Set problem. Can you give this material again with each "Target class" swapped for "Object label" and nothing else altered?
# start of Raw records
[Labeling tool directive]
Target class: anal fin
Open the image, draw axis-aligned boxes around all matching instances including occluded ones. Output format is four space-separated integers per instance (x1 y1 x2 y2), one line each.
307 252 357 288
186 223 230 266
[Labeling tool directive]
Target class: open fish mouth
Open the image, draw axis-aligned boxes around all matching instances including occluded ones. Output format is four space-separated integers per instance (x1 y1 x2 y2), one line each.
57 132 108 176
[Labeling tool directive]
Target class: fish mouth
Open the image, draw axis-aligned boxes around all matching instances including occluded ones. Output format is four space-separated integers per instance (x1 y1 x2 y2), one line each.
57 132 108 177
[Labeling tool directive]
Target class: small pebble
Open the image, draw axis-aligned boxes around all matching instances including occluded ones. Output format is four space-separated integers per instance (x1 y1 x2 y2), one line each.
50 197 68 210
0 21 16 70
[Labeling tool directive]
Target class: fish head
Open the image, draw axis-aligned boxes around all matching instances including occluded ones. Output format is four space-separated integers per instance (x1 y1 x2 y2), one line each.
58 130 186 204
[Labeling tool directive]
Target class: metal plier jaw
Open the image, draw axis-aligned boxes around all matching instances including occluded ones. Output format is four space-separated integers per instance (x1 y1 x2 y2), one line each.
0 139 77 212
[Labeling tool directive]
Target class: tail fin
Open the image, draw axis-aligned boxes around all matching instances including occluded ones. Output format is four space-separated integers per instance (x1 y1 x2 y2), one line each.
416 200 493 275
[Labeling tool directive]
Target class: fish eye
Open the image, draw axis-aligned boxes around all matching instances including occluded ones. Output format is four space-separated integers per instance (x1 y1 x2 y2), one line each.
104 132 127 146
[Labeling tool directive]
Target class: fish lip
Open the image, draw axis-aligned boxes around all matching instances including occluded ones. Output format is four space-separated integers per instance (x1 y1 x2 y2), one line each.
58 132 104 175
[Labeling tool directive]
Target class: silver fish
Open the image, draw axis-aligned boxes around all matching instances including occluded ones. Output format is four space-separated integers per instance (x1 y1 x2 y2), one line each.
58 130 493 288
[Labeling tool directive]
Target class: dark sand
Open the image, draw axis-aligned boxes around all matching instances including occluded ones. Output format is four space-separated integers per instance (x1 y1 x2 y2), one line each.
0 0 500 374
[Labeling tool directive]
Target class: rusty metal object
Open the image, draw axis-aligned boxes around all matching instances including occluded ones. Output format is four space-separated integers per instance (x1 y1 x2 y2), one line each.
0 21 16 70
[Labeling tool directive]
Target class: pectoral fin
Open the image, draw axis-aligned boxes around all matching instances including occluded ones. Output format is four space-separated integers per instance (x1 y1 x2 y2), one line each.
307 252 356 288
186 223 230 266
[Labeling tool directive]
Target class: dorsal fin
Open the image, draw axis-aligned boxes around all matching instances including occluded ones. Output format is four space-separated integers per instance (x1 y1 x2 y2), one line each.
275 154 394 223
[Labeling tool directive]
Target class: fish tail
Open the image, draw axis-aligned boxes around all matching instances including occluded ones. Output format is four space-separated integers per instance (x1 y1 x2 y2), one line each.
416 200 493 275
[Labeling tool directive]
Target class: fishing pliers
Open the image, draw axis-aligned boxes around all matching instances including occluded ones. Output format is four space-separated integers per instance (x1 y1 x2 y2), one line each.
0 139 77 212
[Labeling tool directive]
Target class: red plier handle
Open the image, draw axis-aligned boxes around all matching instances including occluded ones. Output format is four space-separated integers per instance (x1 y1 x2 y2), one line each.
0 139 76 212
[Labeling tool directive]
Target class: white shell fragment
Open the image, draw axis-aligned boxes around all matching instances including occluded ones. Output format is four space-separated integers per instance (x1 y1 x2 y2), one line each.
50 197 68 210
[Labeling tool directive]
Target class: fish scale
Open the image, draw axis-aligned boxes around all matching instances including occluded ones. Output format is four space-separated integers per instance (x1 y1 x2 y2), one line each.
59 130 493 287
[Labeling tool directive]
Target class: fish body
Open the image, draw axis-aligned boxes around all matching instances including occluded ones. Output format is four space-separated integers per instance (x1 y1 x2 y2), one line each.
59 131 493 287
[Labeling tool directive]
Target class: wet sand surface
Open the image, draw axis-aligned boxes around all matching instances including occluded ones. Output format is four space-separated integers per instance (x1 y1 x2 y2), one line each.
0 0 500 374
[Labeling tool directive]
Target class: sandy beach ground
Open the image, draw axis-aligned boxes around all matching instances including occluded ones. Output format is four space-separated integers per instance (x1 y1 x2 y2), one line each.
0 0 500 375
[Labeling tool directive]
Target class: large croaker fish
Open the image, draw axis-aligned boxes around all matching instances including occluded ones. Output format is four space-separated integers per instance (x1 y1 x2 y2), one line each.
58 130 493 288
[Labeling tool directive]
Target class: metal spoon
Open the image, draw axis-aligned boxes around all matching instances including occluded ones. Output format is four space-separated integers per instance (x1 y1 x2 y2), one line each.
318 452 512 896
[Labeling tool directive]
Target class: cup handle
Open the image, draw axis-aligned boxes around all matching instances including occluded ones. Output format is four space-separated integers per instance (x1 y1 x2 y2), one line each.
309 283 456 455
# end of Raw records
Final result.
[Labeling tool directive]
Object label: anal fin
Open the image, draw axis-aligned boxes around all matching instances including occluded ones. Output format is four space-separated integers per instance (x1 y1 x2 y2), one line each.
307 252 357 288
186 223 230 266
[Labeling tool directive]
Object label: open fish mouth
Open the image, draw axis-aligned boxes around all matching instances including occluded ones. Output format is four space-separated integers per instance (x1 y1 x2 y2), one line each.
57 132 108 176
[Labeling tool directive]
Object label: fish mouth
Open the image, draw axis-aligned boxes around all matching instances including occluded ones. Output format is four space-separated integers per instance (x1 y1 x2 y2), one line each.
57 132 108 177
[Labeling tool directive]
Object label: small pebble
Open the image, draw axis-aligned boxes around all matching instances including occluded ones. Output format is four space-separated integers per instance (x1 y1 x2 y2), one line each.
50 197 68 210
0 21 16 70
[Labeling tool directive]
Object label: fish head
Open the image, draw axis-aligned boxes around all matching instances including occluded ones. Output format is four space-separated integers per instance (x1 y1 x2 y2), one line each.
58 130 186 204
[Labeling tool directive]
Object label: metal plier jaw
Open the image, draw axis-aligned boxes around all matching instances including occluded ones. Output format is four space-separated integers per instance (x1 y1 x2 y2), one line each.
0 139 77 212
[Labeling tool directive]
Object label: tail fin
Open the image, draw axis-aligned boxes around all matching instances including occluded ones. Output format is four space-separated integers per instance (x1 y1 x2 y2), one line each.
416 200 493 275
[Labeling tool directive]
Object label: fish eye
Open the image, draw axis-aligned boxes around all matching instances including occluded ones. Output format is four space-separated integers per instance (x1 y1 x2 y2), one line each.
104 132 127 146
[Labeling tool directive]
Object label: fish lip
Open the image, draw axis-aligned boxes around all matching instances including occluded ones. Output format is four space-separated integers per instance (x1 y1 x2 y2), one line each.
58 132 104 175
[Labeling tool directive]
Object label: silver fish
Open the image, draw axis-aligned boxes around all matching instances including occluded ones. Output format is four space-separated integers per instance (x1 y1 x2 y2), one line each.
58 130 493 288
[Labeling tool directive]
Object label: dark sand
Open the image, draw axis-aligned boxes around all matching instances including occluded ones. Output format is four space-separated integers per instance (x1 y1 x2 y2), one line each.
0 0 500 374
[Labeling tool directive]
Object label: rusty metal object
Open the image, draw axis-aligned boxes around all matching instances including occluded ones. Output format is four space-separated integers per instance (x1 y1 x2 y2), one line each.
0 21 16 70
[Labeling tool directive]
Object label: pectoral fin
Open the image, draw axis-aligned boxes around all matching instances including occluded ones. Output format is four space-separated integers per instance (x1 y1 x2 y2), one line each.
307 252 356 288
186 223 230 266
[Labeling tool directive]
Object label: dorsal fin
Open the image, draw axis-aligned boxes around all matching instances including occluded ones. Output format is four space-separated integers per instance (x1 y1 x2 y2), one line each.
275 154 394 223
[Labeling tool directive]
Object label: fish tail
Open the image, draw axis-aligned boxes around all matching instances including occluded ones. Output format is four space-separated integers per instance (x1 y1 x2 y2), one line each.
416 200 493 275
[Labeling tool directive]
Object label: fishing pliers
Open the image, draw axis-aligned boxes around all matching instances including occluded ones. Output format is four space-separated integers per instance (x1 y1 x2 y2), one line each.
0 139 77 212
[Labeling tool directive]
Object label: red plier handle
Open the image, draw axis-aligned boxes around all matching instances including occluded ones. Output format is four space-separated integers per instance (x1 y1 x2 y2), one line each.
0 139 76 212
[Labeling tool directive]
Object label: white shell fragment
Open the image, draw axis-aligned boxes around all matching instances including occluded ones. Output format is four space-separated integers per instance (x1 y1 x2 y2), one line each.
50 197 68 210
[Labeling tool directive]
Object label: fish scale
Open the image, draw axis-aligned boxes around all matching instances including occluded ones. Output format is four space-separated integers per instance (x1 y1 x2 y2), one line each.
59 130 493 287
[Labeling tool directive]
Object label: fish body
Open the image, draw axis-aligned boxes around all matching instances including occluded ones. Output format is four space-separated integers per instance (x1 y1 x2 y2), one line each.
59 131 493 287
[Labeling tool directive]
Object label: wet sand surface
Open the image, draw axis-aligned boxes around all matching instances including occluded ones. Output format is four space-separated integers per instance (x1 y1 x2 y2), one line each.
0 0 500 374
[Labeling tool directive]
Object label: sandy beach ground
Open the image, draw axis-aligned boxes around all matching instances including occluded ones. Output format is four space-separated integers per instance (x1 y1 x2 y2), one line each.
0 0 500 375
[Labeling tool directive]
Object label: large croaker fish
Open the image, draw axis-aligned boxes around all matching instances including occluded ones. Output format is four space-separated integers per instance (x1 y1 x2 y2), one line each.
58 130 493 288
[Labeling tool directive]
Object label: metal spoon
Open the image, draw axis-aligned boxes around all matching instances including occluded ones. Output format is four space-separated integers per instance (x1 y1 x2 y2), one line each.
318 452 512 896
[Labeling tool directive]
Object label: cup handle
Open the image, draw axis-aligned boxes around all matching instances including occluded ones. Output format is four space-separated integers per instance (x1 y1 x2 y2), one line each.
309 283 456 455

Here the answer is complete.